--- START OF EXTRACT TO READ ---

Celejar put forth on 12/21/2009 9:13 PM:

> I run desktops / laptops, and I always build netfilter - I run
> shorewall on all my boxes.

For me, the firewall is always going to be upstream of desktops in a properly
configured infrastructure.  WRT laptops, I guess it couldn't hurt to run a local
packet filter, dropping junk destined for listening daemons.

> Hm, I tend to build everything that I possibly can (that I'm building
> at all, that I plan to actually use) as modules.  Perhaps I should try
> building them into the kernel to see if there's a performance gain, but
> one reason that I like modules is that it makes for easy resetting of a
> driver - 'modprobe -r somemodule && modprobe somemodule'.  Is there
> generally a way to do this with built-in modules?

That's one reason most people like modules, and they make sense, driver modules
that is, for laptops and desktops where folks will be plugging and chugging
various hardware regularly, such as USB sticks, printers, cameras, eSATA drives,
PCMCIA cards, cardbus, etc.  Drivers can be loaded and unloaded automatically as
needed.  I build all drivers I'm likely going to need directly into my kernels.
 I include module support strictly for iptables, not drivers.  I hate initrd
kernels.  I prefer LILO not grub.  Running recent kernels with initrd and
modules can cause problems with LILO due to the initrd size.  The Lenny release
notes strongly recommend against using LILO because of this.

> I'm not sure that I understand this - how is it easier to provide a
> security fix for a standard kernel than for a custom built one?  In
> both cases, one needs to obtain fixed code, build it, and replace the
> bad code with the good.  [I'm not arguing with you, just expressing my
> confusion.] ...

Assuming the flaw is in driver code, not core kernel code, if I have all my
drivers built into the kernel at compile time, I have to rebuild everything from
source files to get the security patch included in my new kernel.  With a
prebuilt kernel or a custom kernel that uses driver modules, one should be able
to merely grab a binary only copy of the fixed driver module code, unload the
old driver module, and load the new one.  As I said, I don't run such systems,
so maybe I'm wrong here, but it seems logical that one should be able to do this.

--- END OF EXTRACT TO READ ---

◆ **DIRECTIONS FOR THIS TASK**:
From the post on kernel modules, extract the stretch from "That's one reason" through "because of this.". The material that comes next has nothing to do with the post on kernel modules.

--- START OF INFORMATION SHOWN ---

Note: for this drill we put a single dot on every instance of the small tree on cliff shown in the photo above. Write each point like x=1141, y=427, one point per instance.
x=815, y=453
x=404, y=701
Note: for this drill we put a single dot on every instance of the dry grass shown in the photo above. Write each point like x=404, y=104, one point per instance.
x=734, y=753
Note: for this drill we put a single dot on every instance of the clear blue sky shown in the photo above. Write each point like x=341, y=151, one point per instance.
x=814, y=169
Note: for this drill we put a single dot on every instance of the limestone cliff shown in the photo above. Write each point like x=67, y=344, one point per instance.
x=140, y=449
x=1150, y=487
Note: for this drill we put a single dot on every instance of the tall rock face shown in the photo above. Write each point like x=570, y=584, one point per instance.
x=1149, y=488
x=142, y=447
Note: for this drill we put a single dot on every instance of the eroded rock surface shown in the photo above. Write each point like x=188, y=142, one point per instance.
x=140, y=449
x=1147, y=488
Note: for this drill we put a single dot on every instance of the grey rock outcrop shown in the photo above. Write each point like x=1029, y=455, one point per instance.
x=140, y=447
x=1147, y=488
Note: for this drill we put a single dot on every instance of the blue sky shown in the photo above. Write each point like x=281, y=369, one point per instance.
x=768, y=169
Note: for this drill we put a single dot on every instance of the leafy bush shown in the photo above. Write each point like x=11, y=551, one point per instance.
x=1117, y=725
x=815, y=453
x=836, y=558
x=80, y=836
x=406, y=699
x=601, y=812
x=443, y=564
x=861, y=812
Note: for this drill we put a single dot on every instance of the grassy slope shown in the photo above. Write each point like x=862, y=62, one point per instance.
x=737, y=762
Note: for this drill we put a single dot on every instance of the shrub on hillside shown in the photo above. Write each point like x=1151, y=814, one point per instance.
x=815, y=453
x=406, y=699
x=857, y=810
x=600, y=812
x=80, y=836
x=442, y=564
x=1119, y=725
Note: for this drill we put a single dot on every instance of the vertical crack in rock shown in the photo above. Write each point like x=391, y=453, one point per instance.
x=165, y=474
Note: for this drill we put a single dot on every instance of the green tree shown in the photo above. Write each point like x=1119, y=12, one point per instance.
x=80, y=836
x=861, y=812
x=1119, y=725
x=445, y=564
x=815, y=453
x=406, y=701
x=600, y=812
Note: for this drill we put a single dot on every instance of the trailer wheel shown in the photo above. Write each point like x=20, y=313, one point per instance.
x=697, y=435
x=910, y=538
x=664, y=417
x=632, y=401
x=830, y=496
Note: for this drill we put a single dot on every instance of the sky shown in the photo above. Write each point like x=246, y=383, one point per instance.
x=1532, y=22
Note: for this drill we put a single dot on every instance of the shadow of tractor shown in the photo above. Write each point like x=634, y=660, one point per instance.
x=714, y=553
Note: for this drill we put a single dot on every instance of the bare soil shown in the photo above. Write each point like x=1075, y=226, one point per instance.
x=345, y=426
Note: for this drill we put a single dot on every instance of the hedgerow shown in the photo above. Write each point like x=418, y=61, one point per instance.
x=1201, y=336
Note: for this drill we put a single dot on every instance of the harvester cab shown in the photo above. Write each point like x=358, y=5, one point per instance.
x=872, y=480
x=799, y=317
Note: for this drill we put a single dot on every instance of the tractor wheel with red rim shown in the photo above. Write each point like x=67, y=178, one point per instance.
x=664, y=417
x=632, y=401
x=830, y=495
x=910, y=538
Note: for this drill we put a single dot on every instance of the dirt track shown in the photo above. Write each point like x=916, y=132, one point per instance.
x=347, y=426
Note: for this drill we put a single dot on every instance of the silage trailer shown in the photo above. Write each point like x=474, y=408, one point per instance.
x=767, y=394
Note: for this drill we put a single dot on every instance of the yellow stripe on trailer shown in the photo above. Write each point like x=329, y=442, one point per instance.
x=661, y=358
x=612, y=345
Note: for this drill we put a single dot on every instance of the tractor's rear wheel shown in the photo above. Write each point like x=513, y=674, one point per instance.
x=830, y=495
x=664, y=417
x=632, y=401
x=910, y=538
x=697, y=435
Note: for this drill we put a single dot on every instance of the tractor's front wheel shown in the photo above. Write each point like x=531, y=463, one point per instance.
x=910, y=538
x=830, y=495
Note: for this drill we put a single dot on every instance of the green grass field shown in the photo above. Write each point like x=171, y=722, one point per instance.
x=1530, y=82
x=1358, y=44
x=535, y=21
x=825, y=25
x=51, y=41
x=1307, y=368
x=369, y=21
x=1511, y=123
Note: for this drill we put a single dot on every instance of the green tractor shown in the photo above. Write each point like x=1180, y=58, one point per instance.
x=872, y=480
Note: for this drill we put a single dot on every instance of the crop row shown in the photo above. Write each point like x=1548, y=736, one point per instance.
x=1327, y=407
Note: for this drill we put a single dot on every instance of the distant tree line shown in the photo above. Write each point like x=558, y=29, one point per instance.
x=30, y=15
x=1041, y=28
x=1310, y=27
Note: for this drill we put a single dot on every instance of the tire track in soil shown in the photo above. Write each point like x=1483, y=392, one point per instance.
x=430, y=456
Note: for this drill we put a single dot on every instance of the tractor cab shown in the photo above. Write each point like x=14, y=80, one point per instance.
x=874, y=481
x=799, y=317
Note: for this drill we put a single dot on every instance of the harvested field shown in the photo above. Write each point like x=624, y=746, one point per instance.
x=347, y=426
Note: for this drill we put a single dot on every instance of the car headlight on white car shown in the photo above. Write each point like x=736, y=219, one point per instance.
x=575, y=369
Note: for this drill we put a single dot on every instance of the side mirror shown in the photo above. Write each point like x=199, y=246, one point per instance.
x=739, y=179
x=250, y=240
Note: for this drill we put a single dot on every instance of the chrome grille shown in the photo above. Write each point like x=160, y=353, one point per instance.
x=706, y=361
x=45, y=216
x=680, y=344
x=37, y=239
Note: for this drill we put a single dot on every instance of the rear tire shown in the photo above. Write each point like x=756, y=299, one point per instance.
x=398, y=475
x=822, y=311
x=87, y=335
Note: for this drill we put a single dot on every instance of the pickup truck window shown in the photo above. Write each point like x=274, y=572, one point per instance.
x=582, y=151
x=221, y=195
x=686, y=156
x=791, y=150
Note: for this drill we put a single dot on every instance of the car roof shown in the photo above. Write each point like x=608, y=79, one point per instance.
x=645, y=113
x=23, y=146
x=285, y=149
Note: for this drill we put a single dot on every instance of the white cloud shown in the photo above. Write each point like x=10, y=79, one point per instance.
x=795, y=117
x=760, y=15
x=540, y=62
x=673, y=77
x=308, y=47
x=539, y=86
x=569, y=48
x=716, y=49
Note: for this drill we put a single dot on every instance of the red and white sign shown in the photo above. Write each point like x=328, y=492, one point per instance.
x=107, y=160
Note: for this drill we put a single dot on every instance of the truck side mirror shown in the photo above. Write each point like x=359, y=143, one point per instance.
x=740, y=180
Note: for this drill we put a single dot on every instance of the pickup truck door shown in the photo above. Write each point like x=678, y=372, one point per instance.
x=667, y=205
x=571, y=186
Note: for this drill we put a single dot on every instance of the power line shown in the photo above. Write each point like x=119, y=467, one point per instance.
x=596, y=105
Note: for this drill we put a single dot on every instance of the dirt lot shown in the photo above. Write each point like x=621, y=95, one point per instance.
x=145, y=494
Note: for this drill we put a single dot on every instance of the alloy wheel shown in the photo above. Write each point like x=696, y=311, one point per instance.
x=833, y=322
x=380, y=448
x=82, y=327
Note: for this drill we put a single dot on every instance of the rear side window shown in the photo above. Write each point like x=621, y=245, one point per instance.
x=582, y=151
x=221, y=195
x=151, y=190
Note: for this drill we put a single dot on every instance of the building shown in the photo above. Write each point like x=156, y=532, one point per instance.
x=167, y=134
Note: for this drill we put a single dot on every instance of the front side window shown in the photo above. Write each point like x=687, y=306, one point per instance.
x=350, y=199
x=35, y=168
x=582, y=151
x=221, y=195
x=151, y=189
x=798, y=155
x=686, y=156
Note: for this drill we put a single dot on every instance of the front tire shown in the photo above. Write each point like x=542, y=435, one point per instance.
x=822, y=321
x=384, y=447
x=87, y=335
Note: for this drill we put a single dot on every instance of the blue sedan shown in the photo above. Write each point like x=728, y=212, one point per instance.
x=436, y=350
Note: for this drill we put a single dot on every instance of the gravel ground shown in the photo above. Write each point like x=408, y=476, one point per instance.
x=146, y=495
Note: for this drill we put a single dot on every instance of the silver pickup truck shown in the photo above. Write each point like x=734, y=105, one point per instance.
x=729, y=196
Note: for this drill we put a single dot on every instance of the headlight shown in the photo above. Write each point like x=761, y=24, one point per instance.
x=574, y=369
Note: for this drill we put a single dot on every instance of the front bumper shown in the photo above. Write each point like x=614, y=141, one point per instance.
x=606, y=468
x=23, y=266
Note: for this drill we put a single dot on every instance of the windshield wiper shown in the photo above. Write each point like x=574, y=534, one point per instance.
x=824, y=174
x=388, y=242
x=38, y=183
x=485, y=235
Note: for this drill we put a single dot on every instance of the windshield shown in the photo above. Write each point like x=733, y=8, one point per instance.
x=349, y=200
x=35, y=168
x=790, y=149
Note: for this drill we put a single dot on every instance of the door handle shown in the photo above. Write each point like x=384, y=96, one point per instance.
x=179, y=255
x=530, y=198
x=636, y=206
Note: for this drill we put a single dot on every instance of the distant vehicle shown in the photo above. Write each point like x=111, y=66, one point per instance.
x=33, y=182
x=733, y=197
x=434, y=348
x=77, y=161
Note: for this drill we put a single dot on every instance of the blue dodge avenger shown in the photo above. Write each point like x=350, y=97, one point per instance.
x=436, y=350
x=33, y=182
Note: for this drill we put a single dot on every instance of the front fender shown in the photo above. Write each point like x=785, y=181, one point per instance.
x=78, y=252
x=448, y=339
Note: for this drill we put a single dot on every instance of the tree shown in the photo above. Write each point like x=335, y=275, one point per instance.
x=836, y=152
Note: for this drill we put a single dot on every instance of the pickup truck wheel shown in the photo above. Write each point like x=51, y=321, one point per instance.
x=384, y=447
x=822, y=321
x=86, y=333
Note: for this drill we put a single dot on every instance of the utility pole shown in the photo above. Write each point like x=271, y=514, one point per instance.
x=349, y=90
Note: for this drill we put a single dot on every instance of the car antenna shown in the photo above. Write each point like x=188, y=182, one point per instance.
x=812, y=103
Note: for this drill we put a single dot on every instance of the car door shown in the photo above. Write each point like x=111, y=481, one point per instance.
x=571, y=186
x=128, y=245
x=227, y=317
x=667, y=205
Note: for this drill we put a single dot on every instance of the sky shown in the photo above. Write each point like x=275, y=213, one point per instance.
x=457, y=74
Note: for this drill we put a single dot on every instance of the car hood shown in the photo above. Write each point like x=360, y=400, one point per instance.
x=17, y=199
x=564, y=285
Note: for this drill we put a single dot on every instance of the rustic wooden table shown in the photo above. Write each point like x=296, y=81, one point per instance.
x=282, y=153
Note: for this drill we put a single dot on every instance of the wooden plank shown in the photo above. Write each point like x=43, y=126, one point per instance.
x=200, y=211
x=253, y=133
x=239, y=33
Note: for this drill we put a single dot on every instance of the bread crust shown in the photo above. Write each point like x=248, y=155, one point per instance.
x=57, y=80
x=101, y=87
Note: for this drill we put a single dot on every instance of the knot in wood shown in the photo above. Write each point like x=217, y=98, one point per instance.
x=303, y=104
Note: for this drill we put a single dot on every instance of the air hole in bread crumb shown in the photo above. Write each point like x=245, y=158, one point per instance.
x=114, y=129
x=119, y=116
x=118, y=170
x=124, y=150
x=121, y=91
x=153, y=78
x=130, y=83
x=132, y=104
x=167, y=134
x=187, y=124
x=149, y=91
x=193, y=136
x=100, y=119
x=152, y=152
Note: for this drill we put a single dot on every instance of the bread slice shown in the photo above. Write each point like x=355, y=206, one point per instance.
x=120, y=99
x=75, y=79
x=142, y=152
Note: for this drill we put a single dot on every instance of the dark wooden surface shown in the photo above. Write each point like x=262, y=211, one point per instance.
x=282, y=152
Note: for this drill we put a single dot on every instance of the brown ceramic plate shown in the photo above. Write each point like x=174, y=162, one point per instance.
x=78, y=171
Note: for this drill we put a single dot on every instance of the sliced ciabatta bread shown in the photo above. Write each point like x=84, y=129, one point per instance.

--- END OF INFORMATION SHOWN ---

◆ **OUTPUT**:
That's one reason most people like modules, and they make sense, driver modules
that is, for laptops and desktops where folks will be plugging and chugging
various hardware regularly, such as USB sticks, printers, cameras, eSATA drives,
PCMCIA cards, cardbus, etc.  Drivers can be loaded and unloaded automatically as
needed.  I build all drivers I'm likely going to need directly into my kernels.
 I include module support strictly for iptables, not drivers.  I hate initrd
kernels.  I prefer LILO not grub.  Running recent kernels with initrd and
modules can cause problems with LILO due to the initrd size.  The Lenny release
notes strongly recommend against using LILO because of this.